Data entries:
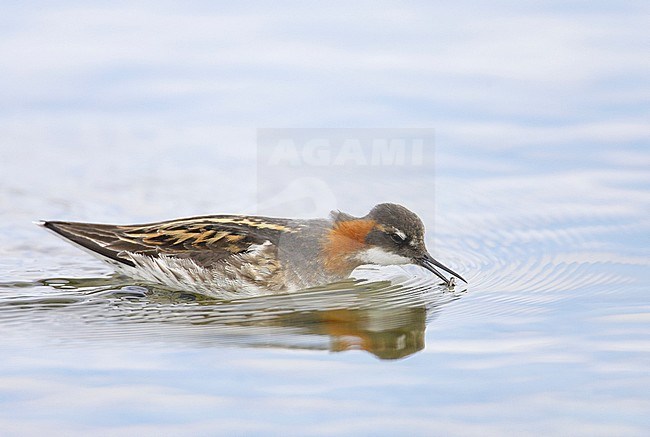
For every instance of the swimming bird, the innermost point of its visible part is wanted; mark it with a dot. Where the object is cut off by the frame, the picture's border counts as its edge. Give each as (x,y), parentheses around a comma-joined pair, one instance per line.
(254,255)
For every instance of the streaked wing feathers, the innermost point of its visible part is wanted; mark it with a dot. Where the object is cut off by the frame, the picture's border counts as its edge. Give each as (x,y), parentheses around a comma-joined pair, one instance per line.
(205,240)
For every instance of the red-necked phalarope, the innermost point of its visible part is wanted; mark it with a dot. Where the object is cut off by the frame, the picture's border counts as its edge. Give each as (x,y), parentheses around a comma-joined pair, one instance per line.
(253,255)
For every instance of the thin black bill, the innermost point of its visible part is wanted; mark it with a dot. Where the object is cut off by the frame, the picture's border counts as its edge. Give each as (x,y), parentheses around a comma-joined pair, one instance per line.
(430,264)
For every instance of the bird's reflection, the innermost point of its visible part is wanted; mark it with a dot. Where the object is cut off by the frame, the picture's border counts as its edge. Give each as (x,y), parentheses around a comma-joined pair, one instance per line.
(385,319)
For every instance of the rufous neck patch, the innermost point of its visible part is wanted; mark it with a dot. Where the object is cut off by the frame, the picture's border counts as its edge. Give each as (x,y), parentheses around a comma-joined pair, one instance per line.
(345,238)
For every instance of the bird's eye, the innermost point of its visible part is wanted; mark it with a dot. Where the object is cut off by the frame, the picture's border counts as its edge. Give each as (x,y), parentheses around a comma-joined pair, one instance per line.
(397,238)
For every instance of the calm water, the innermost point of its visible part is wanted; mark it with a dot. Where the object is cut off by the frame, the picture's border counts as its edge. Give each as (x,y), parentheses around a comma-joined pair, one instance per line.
(537,191)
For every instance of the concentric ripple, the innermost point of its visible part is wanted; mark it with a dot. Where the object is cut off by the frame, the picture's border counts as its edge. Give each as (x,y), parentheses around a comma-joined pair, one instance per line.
(387,319)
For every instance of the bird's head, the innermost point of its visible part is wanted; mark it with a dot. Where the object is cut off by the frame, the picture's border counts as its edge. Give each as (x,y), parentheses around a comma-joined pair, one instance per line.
(388,235)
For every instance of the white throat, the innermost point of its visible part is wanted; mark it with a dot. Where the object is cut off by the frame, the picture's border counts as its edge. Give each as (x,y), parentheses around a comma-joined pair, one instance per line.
(379,256)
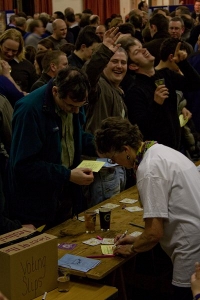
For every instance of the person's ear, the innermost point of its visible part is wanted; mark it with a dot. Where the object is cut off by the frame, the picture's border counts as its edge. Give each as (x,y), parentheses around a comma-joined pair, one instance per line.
(170,57)
(53,67)
(54,90)
(133,67)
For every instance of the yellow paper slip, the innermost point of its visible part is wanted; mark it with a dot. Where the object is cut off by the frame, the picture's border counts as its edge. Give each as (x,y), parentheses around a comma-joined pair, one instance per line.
(182,120)
(107,249)
(92,164)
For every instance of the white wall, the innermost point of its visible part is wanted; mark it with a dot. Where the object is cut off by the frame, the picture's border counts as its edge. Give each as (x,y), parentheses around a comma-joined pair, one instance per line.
(60,5)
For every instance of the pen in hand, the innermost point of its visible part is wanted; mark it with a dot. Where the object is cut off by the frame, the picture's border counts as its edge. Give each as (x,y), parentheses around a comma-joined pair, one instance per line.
(121,237)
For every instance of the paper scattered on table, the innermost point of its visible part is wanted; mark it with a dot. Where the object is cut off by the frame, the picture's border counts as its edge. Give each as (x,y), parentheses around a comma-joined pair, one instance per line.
(133,208)
(135,233)
(110,205)
(78,263)
(106,163)
(92,164)
(128,201)
(107,241)
(92,242)
(182,120)
(39,229)
(81,218)
(66,246)
(107,249)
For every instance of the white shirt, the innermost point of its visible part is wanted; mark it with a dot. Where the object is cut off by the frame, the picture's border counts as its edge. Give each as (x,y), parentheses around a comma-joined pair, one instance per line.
(169,187)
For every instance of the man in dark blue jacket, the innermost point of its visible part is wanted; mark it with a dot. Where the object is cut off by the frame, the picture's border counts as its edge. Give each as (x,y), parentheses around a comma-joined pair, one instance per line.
(47,144)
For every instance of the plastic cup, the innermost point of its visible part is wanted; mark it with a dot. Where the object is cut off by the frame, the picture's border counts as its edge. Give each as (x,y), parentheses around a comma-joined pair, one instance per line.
(104,215)
(64,279)
(90,221)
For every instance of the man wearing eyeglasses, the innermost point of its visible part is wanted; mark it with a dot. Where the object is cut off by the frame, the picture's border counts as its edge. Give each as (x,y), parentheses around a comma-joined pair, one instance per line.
(47,144)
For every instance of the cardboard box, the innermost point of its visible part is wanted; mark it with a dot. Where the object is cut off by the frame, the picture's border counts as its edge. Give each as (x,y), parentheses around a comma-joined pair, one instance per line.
(28,268)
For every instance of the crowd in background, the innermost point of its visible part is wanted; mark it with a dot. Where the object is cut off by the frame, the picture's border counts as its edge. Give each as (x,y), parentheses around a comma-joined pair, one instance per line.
(62,75)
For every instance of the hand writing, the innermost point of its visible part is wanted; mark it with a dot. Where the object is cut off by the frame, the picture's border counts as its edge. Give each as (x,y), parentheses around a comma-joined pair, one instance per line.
(82,176)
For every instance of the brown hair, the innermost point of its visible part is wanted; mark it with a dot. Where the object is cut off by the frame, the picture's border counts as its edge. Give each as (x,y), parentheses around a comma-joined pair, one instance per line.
(115,133)
(16,36)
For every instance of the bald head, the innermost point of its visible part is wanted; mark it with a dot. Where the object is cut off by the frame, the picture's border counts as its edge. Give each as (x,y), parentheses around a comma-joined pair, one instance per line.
(100,30)
(59,29)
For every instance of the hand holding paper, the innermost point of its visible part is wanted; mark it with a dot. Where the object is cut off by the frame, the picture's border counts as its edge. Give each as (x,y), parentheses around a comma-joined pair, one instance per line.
(94,165)
(82,176)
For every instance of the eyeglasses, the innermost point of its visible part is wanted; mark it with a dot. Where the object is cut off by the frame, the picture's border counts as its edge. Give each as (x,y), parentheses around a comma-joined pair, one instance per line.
(111,160)
(78,106)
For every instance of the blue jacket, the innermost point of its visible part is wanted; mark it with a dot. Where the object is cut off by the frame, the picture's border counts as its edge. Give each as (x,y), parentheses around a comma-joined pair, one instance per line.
(36,176)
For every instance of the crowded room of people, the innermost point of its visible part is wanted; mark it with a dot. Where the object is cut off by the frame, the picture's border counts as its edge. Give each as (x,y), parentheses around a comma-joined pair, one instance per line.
(100,150)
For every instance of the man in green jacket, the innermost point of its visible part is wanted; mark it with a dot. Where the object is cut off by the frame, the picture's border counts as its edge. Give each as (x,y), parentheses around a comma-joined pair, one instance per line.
(47,144)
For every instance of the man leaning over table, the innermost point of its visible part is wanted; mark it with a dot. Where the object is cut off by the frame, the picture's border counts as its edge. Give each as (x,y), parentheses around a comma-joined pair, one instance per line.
(48,140)
(169,187)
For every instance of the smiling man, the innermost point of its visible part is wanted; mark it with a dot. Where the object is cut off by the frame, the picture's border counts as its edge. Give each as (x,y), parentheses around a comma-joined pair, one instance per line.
(151,106)
(105,70)
(59,34)
(47,144)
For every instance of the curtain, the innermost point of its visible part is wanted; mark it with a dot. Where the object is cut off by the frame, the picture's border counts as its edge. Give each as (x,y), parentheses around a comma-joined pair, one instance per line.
(111,7)
(6,5)
(103,8)
(43,6)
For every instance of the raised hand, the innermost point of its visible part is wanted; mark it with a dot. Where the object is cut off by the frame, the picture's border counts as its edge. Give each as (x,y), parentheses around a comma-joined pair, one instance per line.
(179,55)
(5,68)
(110,38)
(160,94)
(82,176)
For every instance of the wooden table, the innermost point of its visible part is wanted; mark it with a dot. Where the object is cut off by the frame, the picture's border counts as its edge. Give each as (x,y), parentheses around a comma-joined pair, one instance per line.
(84,290)
(73,231)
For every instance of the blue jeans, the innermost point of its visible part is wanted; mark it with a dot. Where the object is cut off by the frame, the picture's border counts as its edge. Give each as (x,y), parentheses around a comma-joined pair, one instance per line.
(107,183)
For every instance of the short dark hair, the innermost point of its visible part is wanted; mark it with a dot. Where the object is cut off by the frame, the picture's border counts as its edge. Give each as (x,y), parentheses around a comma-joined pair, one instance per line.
(184,9)
(87,38)
(115,133)
(177,19)
(50,57)
(67,48)
(141,4)
(73,82)
(188,22)
(39,57)
(34,24)
(127,28)
(87,11)
(168,47)
(136,20)
(47,43)
(60,15)
(30,53)
(160,21)
(70,17)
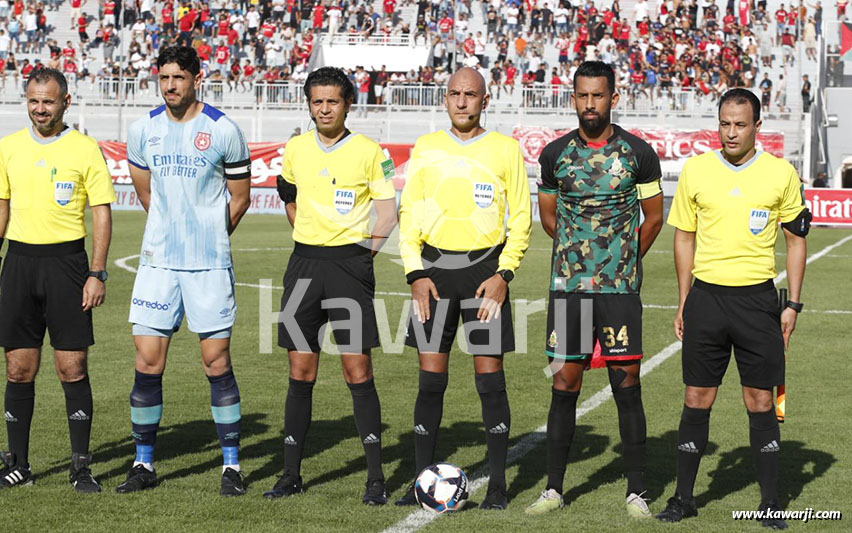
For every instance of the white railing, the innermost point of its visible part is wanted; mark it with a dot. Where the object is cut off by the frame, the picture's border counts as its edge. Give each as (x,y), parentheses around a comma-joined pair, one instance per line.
(288,95)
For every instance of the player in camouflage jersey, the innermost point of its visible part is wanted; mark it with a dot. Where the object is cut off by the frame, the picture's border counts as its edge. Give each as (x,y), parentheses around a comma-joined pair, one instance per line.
(593,182)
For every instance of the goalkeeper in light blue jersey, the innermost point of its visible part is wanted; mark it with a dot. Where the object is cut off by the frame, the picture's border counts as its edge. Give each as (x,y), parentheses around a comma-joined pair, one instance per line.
(190,167)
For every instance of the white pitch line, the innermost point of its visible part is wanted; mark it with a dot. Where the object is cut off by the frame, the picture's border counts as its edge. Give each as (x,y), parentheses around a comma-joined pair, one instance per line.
(420,518)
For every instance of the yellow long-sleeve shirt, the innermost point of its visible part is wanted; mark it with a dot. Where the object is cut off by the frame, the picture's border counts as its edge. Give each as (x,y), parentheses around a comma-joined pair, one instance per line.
(456,195)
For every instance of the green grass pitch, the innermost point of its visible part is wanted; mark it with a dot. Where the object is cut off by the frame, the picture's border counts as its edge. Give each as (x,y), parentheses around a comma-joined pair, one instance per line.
(816,461)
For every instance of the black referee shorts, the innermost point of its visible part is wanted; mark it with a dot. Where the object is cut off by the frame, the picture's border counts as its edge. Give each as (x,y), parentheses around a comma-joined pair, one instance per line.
(615,321)
(457,275)
(41,287)
(325,283)
(717,318)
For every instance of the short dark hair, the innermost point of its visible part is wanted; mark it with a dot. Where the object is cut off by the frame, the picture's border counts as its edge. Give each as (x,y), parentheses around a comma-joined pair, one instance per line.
(325,76)
(44,75)
(186,58)
(741,96)
(596,69)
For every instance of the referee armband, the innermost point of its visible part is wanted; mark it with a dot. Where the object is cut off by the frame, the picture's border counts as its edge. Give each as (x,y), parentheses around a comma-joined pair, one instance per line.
(286,190)
(801,225)
(238,170)
(649,190)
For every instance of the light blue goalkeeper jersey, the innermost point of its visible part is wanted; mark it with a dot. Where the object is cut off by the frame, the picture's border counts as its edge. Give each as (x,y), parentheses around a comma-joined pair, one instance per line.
(187,227)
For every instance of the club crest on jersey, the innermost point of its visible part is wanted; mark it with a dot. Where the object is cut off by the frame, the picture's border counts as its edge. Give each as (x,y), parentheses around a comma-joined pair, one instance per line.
(757,220)
(483,194)
(63,191)
(344,200)
(202,141)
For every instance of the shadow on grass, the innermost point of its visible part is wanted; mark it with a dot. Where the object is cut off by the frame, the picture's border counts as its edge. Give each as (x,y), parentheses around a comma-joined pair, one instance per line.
(173,441)
(660,465)
(736,471)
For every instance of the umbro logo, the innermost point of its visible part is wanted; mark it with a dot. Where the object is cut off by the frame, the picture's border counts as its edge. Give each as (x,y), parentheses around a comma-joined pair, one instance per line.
(499,429)
(771,447)
(688,447)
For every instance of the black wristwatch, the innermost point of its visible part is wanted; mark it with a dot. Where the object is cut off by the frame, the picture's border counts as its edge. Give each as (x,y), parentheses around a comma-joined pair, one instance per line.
(795,306)
(507,275)
(100,275)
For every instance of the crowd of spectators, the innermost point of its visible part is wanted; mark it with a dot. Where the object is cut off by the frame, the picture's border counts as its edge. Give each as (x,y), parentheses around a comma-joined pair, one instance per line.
(656,49)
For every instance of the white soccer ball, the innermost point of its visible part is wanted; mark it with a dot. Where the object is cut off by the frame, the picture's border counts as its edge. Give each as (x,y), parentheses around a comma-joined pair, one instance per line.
(441,488)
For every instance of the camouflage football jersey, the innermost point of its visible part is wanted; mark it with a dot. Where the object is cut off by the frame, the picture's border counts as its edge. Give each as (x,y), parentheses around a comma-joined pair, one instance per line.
(596,242)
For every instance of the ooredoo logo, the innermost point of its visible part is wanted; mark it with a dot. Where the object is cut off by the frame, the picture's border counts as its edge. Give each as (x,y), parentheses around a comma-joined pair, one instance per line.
(151,305)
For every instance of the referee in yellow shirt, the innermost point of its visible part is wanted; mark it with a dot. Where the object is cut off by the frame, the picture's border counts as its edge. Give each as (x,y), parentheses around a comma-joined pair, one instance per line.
(330,179)
(726,212)
(459,260)
(47,175)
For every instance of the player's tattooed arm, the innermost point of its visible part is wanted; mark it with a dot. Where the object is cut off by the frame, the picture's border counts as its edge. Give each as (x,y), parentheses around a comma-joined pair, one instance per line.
(547,212)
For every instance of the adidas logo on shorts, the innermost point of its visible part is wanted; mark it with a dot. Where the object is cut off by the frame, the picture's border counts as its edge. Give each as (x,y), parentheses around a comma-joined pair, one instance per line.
(499,429)
(771,447)
(688,447)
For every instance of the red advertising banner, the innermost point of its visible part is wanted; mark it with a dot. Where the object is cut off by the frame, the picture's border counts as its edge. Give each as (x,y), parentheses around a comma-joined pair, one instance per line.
(265,161)
(669,144)
(830,207)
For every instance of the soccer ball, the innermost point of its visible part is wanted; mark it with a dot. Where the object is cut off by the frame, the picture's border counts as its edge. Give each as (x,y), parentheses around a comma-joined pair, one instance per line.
(441,488)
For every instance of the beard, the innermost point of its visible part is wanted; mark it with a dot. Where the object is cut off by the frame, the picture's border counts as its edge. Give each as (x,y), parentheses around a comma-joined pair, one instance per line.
(593,126)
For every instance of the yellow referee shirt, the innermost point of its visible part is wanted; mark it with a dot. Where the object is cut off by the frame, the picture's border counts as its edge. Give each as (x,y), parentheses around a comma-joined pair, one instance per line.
(47,183)
(735,212)
(456,195)
(335,187)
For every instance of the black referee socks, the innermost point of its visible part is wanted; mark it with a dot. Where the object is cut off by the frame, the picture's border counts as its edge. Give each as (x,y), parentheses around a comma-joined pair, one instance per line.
(78,406)
(561,422)
(297,420)
(368,421)
(765,437)
(428,410)
(20,400)
(498,420)
(631,426)
(692,436)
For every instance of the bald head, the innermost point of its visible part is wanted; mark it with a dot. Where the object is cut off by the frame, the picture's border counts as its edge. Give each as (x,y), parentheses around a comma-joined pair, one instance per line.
(465,99)
(467,77)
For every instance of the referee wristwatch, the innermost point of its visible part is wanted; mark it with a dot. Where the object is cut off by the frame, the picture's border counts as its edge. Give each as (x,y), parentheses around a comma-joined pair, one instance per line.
(506,274)
(100,275)
(795,306)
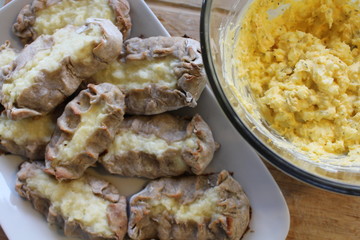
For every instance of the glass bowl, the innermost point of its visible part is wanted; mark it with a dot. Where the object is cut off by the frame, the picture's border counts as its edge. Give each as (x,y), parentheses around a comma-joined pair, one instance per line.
(220,22)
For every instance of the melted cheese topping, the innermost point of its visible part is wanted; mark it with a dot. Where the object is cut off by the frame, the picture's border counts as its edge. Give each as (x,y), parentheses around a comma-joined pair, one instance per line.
(74,200)
(201,209)
(28,129)
(7,55)
(74,12)
(67,43)
(304,71)
(91,121)
(127,140)
(140,74)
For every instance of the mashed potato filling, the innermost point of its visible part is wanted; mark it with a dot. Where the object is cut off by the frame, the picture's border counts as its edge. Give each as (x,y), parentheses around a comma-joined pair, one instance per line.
(91,120)
(68,42)
(74,200)
(140,74)
(304,71)
(74,12)
(127,140)
(27,129)
(199,210)
(7,55)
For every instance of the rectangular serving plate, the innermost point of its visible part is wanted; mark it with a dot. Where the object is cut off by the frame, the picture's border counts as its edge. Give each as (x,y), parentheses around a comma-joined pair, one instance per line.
(270,216)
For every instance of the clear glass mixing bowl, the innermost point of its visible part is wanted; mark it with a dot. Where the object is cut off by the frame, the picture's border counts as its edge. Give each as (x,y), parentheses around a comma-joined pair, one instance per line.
(220,22)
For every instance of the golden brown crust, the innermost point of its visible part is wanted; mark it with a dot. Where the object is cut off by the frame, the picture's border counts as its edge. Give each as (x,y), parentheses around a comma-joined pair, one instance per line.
(230,222)
(24,25)
(189,72)
(170,129)
(50,88)
(113,103)
(73,228)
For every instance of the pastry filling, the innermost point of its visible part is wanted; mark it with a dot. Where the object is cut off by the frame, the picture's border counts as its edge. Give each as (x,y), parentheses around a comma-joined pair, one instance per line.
(68,42)
(37,129)
(74,12)
(91,120)
(140,74)
(74,200)
(199,210)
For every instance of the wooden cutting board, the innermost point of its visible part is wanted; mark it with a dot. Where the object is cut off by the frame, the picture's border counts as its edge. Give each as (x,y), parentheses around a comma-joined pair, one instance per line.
(315,214)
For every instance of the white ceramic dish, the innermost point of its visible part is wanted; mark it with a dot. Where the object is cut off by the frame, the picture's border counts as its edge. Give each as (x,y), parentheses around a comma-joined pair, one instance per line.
(270,216)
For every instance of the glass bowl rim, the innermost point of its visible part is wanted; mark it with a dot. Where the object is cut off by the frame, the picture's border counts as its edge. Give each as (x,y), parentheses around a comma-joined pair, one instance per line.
(271,157)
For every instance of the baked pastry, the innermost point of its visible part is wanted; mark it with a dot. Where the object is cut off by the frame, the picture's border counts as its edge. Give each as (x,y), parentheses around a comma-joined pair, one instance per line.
(88,207)
(52,67)
(46,16)
(195,207)
(84,130)
(157,74)
(7,54)
(27,137)
(160,145)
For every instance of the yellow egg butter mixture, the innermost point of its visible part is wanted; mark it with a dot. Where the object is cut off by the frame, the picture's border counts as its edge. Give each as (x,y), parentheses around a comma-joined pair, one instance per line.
(303,68)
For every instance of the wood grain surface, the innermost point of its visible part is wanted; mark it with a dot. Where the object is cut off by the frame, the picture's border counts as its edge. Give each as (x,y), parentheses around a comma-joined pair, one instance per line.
(315,214)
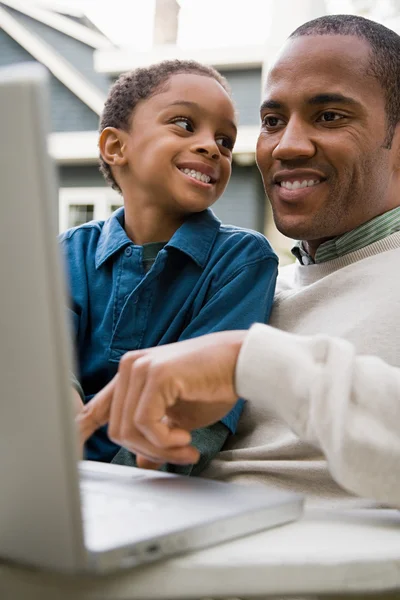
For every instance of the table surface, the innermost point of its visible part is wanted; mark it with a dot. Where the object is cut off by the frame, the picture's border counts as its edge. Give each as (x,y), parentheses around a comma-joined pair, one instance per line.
(326,552)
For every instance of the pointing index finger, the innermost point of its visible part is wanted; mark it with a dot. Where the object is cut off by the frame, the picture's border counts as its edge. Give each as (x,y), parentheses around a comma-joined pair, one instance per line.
(96,413)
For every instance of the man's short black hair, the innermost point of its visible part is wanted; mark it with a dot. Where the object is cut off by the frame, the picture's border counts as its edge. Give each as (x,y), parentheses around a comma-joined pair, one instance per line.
(384,60)
(140,84)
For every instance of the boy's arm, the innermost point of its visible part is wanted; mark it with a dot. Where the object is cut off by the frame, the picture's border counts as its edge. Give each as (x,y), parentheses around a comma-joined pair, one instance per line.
(244,298)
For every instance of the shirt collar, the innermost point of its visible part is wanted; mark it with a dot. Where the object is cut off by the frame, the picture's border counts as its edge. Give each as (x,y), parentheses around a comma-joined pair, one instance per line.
(195,237)
(374,230)
(112,237)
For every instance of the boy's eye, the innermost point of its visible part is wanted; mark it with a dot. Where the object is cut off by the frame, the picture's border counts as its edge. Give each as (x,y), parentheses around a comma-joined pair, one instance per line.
(184,123)
(271,122)
(226,142)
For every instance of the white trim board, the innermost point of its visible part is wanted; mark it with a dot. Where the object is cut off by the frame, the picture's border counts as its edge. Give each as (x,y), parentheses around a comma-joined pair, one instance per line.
(118,60)
(57,65)
(60,23)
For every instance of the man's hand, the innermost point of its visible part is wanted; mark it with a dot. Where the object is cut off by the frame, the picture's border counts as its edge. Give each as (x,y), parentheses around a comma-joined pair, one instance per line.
(160,394)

AIM OF THE EXERCISE:
All lines from the one with "For every instance of the boy's arm, the" through the final line above are to be quoted exactly; quote no other line.

THE COMPLETED TASK:
For every instance of the boy's arm, the innermost point of its visible part is wanted; mark it with a dot. Where the object is cut off by the frame, the picture's border counts as its edge. Give each as (x,y), parentheses around a comma-joined pair, one instance per line.
(244,298)
For every instance of the shirt collar, the innermost point of its visible part is wanted; mark it with a dot. Where the object is cut off by the frame, the picture's border counts as its edge. Give each as (x,y), parentheses around a comma-joined pair, one instance per line.
(195,237)
(374,230)
(112,237)
For every instance of the boy's eye, the innermost point of its visible part is wanted; mark it with a dot. Where the object is cut off by the frame, the picture's border counts as its edge. Give each as (x,y), parentheses around a comma-joined pair, one instance per line.
(184,123)
(271,122)
(226,142)
For every instance of the white trim board, the innermost point of its visible part is wanted; mark it with a dot. Where the object is cut off by the frame, the picture's border counts as its edge. Give each as (x,y), parentheses around a comma-joined pair, one instance per line.
(118,60)
(57,65)
(60,23)
For every instance of the man's hand, the innermost point of its visible part is wanted; mark it with a dot. Where the object is cut off by the frame, the picture's border counts as its edge. Give each as (x,y), parentheses around a comma-joined pair, one instance per line.
(160,394)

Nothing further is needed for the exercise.